What the task asks. Type the records out again in full, exactly.

Dataset records.
======

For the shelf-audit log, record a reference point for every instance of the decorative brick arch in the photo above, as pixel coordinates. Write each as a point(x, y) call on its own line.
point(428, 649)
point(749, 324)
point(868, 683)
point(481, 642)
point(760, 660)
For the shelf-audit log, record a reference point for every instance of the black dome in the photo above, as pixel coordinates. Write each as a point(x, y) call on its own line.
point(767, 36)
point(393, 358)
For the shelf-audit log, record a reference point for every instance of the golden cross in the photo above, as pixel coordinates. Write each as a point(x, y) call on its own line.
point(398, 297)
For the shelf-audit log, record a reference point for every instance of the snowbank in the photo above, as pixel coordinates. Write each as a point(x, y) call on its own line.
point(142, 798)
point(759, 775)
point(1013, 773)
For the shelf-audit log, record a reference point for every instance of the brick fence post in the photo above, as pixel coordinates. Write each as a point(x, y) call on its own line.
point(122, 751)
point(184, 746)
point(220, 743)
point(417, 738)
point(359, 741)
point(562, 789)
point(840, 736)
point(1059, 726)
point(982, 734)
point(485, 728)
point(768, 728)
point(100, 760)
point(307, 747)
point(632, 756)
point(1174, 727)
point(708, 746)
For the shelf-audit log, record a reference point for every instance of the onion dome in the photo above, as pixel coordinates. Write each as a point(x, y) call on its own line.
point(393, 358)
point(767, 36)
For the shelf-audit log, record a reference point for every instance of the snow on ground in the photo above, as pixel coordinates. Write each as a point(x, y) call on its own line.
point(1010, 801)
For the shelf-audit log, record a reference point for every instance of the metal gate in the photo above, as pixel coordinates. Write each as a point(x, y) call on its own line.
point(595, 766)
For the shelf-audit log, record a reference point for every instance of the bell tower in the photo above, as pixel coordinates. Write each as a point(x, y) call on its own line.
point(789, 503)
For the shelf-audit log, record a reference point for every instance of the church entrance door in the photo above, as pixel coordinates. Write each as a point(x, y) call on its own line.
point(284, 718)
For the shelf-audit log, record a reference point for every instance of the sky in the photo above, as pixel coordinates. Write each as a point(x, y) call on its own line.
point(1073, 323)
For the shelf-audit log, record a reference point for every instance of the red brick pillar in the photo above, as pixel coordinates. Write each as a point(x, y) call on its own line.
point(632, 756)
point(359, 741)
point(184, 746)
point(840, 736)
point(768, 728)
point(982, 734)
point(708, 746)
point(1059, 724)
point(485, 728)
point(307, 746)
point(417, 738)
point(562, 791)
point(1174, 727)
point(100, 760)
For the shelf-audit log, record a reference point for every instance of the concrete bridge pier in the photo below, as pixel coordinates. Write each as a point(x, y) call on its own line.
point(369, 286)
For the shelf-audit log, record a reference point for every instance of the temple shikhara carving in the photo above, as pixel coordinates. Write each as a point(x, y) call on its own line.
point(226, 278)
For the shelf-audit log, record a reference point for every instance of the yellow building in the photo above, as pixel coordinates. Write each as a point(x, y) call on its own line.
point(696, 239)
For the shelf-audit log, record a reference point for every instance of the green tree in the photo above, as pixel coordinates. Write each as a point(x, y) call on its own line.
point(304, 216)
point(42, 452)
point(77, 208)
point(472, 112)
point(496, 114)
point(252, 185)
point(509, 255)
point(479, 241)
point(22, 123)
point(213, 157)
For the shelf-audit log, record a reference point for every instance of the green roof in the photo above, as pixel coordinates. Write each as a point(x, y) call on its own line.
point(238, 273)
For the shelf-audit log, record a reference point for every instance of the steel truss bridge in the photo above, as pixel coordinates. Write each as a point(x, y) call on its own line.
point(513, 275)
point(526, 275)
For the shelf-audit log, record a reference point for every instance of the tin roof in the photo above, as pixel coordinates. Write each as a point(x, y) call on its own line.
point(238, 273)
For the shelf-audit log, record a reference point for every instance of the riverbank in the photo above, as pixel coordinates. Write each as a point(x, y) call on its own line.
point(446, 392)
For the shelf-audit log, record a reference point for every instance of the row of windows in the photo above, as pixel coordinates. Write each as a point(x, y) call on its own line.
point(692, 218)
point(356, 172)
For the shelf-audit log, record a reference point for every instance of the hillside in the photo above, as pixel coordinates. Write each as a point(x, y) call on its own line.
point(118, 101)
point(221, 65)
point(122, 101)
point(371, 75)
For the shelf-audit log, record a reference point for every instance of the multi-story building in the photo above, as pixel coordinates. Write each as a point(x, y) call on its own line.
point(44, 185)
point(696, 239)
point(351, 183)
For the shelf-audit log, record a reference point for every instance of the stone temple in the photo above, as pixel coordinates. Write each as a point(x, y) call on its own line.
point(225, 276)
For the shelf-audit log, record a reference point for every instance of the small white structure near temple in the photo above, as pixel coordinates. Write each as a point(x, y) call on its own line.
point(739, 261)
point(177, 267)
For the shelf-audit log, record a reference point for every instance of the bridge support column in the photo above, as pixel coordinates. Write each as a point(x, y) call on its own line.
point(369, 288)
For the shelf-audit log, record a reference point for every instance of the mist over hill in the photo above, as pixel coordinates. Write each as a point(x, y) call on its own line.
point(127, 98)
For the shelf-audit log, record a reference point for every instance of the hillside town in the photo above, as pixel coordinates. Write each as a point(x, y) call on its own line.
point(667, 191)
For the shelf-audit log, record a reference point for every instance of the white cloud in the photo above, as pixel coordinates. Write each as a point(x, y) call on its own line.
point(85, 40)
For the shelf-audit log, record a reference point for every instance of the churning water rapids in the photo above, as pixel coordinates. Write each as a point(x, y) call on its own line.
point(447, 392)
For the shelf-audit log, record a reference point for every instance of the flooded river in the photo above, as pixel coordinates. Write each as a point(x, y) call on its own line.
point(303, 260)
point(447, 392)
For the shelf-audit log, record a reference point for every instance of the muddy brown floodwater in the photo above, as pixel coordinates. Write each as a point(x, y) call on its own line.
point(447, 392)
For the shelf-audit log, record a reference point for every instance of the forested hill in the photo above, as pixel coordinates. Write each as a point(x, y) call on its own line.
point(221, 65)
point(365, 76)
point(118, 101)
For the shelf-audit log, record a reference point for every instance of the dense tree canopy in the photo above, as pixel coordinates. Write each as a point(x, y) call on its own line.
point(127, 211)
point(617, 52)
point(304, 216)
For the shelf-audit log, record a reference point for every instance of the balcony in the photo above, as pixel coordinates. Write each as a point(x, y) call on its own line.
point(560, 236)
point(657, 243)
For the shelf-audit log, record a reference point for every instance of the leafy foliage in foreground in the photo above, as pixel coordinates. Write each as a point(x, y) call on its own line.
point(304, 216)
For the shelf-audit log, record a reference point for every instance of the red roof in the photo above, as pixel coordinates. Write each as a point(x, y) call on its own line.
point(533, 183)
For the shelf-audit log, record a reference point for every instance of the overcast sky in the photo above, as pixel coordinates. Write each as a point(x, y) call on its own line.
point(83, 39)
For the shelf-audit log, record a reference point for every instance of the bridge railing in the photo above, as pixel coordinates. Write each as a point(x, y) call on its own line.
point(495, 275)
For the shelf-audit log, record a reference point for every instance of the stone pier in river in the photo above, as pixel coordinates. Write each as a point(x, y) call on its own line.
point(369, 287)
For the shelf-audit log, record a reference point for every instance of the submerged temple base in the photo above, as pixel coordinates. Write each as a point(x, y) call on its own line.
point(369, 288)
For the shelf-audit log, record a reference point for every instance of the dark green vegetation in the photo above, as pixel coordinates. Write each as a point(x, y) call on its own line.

======

Exercise solution.
For the shelf-audit log, record a reference point for every instance of the decorative brick arch in the photo above, as pixel coordinates. Write each as a point(x, y) call on its own line.
point(428, 649)
point(749, 324)
point(868, 683)
point(481, 642)
point(760, 660)
For the shelf-audit log, record a reference point for every instance of the black dome in the photo above, as pixel coordinates. Write each as a point(x, y) call on its own line.
point(767, 36)
point(393, 358)
For the shelf-audit log, record a reference point for every instance of the golden cross in the photo above, as pixel coordinates. Write each as a point(x, y) call on its own line.
point(398, 297)
For the shelf-audit log, record a reference point for every instance of the snowbank in the photo above, as pixel coordinates. Write each as a point(x, y) call on its own line.
point(142, 798)
point(759, 775)
point(1013, 773)
For the shelf-audit log, record a reference point for every instance of the brick fence post in the photo above, as pixel coordinates. Write each as a point(x, y) call on its own line.
point(122, 751)
point(184, 746)
point(220, 743)
point(417, 738)
point(359, 741)
point(562, 789)
point(840, 736)
point(1059, 726)
point(982, 734)
point(485, 728)
point(768, 728)
point(100, 760)
point(307, 747)
point(632, 756)
point(1174, 727)
point(708, 746)
For the shelf-audit log, record a reference point for every instance of the onion dome in the photo above, as pixel coordinates. Write each as a point(x, y) call on its own line.
point(393, 358)
point(767, 36)
For the shelf-audit log, record a reference point for every instance of the snow on ground in the photo above, as pixel coordinates. Write each as a point(x, y) call on its own line.
point(1010, 801)
For the shelf-audit log, record a reference point for every instance of the metal gate in the photo above, as pixel coordinates. Write each as a point(x, y) call on its own line.
point(595, 766)
For the shelf-audit log, record a reference point for every instance of the bell tower in the photo above, as pixel coordinates. Write each as a point(x, y) call on its own line.
point(789, 503)
For the shelf-audit log, record a reference point for every instance of the church entrance door in the photo above, as pixel coordinates. Write each as a point(x, y) call on its own line.
point(284, 718)
For the shelf-audit log, record a reference point for every instance of the sky in the photo above, as pixel coordinates. Write each as a point(x, y) call on its own line.
point(1073, 323)
For the shelf-audit log, record a reference point for every instance of the red brick pillar in the photo above, as pixel coordinates. Write each as a point(x, y) call on its own line.
point(632, 756)
point(359, 741)
point(184, 746)
point(840, 736)
point(768, 728)
point(982, 734)
point(708, 746)
point(1059, 724)
point(485, 728)
point(307, 746)
point(417, 738)
point(562, 791)
point(1174, 727)
point(100, 760)
For the shelf-audit log, record a reference point for every instance of the concrete bridge pier in the photo below, as pixel coordinates. Write each as a point(x, y) call on its own line.
point(369, 286)
For the shelf-audit log, record a reference point for every instance of the temple shikhara carving in the photo above, as pixel coordinates. Write each as a point(x, y) call on its own line.
point(226, 278)
For the shelf-audit log, record a reference point for every instance of the yellow building in the photo above, as pixel coordinates. Write each as a point(x, y) call on its own line.
point(696, 239)
For the shelf-audit log, record a reference point for every instance of the green tree in the photo above, as pixel coordinates. Write each as a point(x, y) call on its own line.
point(304, 216)
point(42, 452)
point(77, 208)
point(472, 112)
point(496, 114)
point(252, 185)
point(509, 255)
point(479, 241)
point(22, 123)
point(213, 157)
For the shelf-audit log, record a reference point for every instance of the green roof in the photo above, as pixel coordinates. Write each as a point(x, y) call on its own line.
point(238, 273)
For the shelf-audit log, record a reference point for every instance of the steel truss bridge in the photo above, as pixel coordinates. Write each as a point(x, y) call on its own line.
point(513, 275)
point(526, 275)
For the shelf-audit log, record a reference point for every instance of the tin roof in the photo above, as pixel coordinates. Write each as a point(x, y) call on its own line.
point(238, 273)
For the shelf-audit log, record a reference point for every instance of the riverbank in the photo above, as pixel coordinates. Write each as a point(x, y) call on its own line.
point(446, 392)
For the shelf-audit log, record a reference point for every instance of the row of windows in the photo above, as pixel coordinates. Write each as a point(x, y) call on its own line.
point(692, 218)
point(356, 172)
For the shelf-audit log, record a reference point for every instance of the hillside in the photo above, as pixel coordinates. Write each as a point(x, y) call on its own line.
point(118, 101)
point(221, 65)
point(122, 101)
point(371, 75)
For the shelf-audit log, record a reference point for every instance of the multi-story building in the photo above, as pixel coordinates. Write each as a point(x, y) call on its own line.
point(44, 185)
point(696, 239)
point(351, 183)
For the shelf-audit log, record a reference point for every instance of the stone temple in the photo above, as pixel coordinates. Write each as a point(x, y) call on its own line.
point(225, 276)
For the shelf-audit log, record a reference point for every instance of the small white structure near temple in the photo above, as pixel coordinates. Write each as a point(x, y) call on its own line.
point(739, 261)
point(177, 267)
For the shelf-audit log, record a reference point for every instance of the bridge support column in the photo above, as pixel coordinates. Write each as a point(x, y) call on its own line.
point(369, 288)
For the shelf-audit log, record a reference point for every instance of the mist over hill in the photo above, as pixel coordinates. Write each as a point(x, y) call on its own line.
point(127, 98)
For the shelf-audit log, record a reference point for every instance of the hillside town in the photo above, as pixel coordinates. Write each as a point(x, y) call on its own line.
point(667, 191)
For the shelf-audit log, record a reference point for every instance of the white cloud in the photo above, as pixel coordinates. Write each as a point(x, y) call on its own line.
point(85, 40)
For the shelf-audit log, record a reference point for every instance of the churning water rapids in the photo above, as pixel coordinates. Write each as a point(x, y) call on its own line.
point(447, 392)
For the shelf-audit log, record a reference point for every instance of the flooded river in the photo above, as pixel coordinates. Write each as a point(x, y) call on its own line.
point(303, 260)
point(447, 392)
For the shelf-audit log, record a reference point for every instance of the muddy brown floodwater in the photo above, as pixel coordinates. Write each as a point(x, y) call on its own line.
point(447, 392)
For the shelf-audit log, record a reference point for every instance of the forested hill in the photo above, as pixel coordinates. Write each as a point(x, y) call on its own line.
point(221, 65)
point(365, 76)
point(118, 101)
For the shelf-audit log, record a reference point for every instance of the dense tree canopy in the photo above, as pixel coordinates. Write each as a point(x, y) call on its own line.
point(127, 211)
point(617, 52)
point(304, 216)
For the shelf-audit log, record a reference point for every instance of the balcony in the photo above, as pixel coordinates. Write each as a point(x, y) call on its own line.
point(560, 236)
point(657, 243)
For the shelf-audit log, record a reference point for every instance of the leafy foliage in foreground in the photo above, as pixel coordinates. Write each as a point(x, y) call on its own line.
point(304, 216)
For the shelf-audit log, record a reference point for every instance of the red roof in the photo above, as pixel coordinates. Write each as a point(x, y) call on its own line.
point(533, 183)
For the shelf-audit log, record a reference point for every instance of the overcast sky in the photo above, as pixel coordinates. Write each as a point(x, y) call on its own line.
point(83, 39)
For the shelf-audit log, record a reference point for every instance of the bridge railing in the photo above, as pixel coordinates. Write each as a point(x, y) call on its own line.
point(495, 275)
For the shelf-audit log, record a reference point for every instance of the stone pier in river in the photo above, as pixel coordinates. Write each as a point(x, y) call on its own line.
point(369, 287)
For the shelf-audit log, record a reference point for every instance of the submerged temple base in the photo above, as pixel coordinates. Write each as a point(x, y) call on its own line.
point(369, 288)
For the shelf-audit log, record a reference point for every instance of the dark green vegetation in the photo above, as pixel coordinates. Write each as a point(x, y) call on its own line.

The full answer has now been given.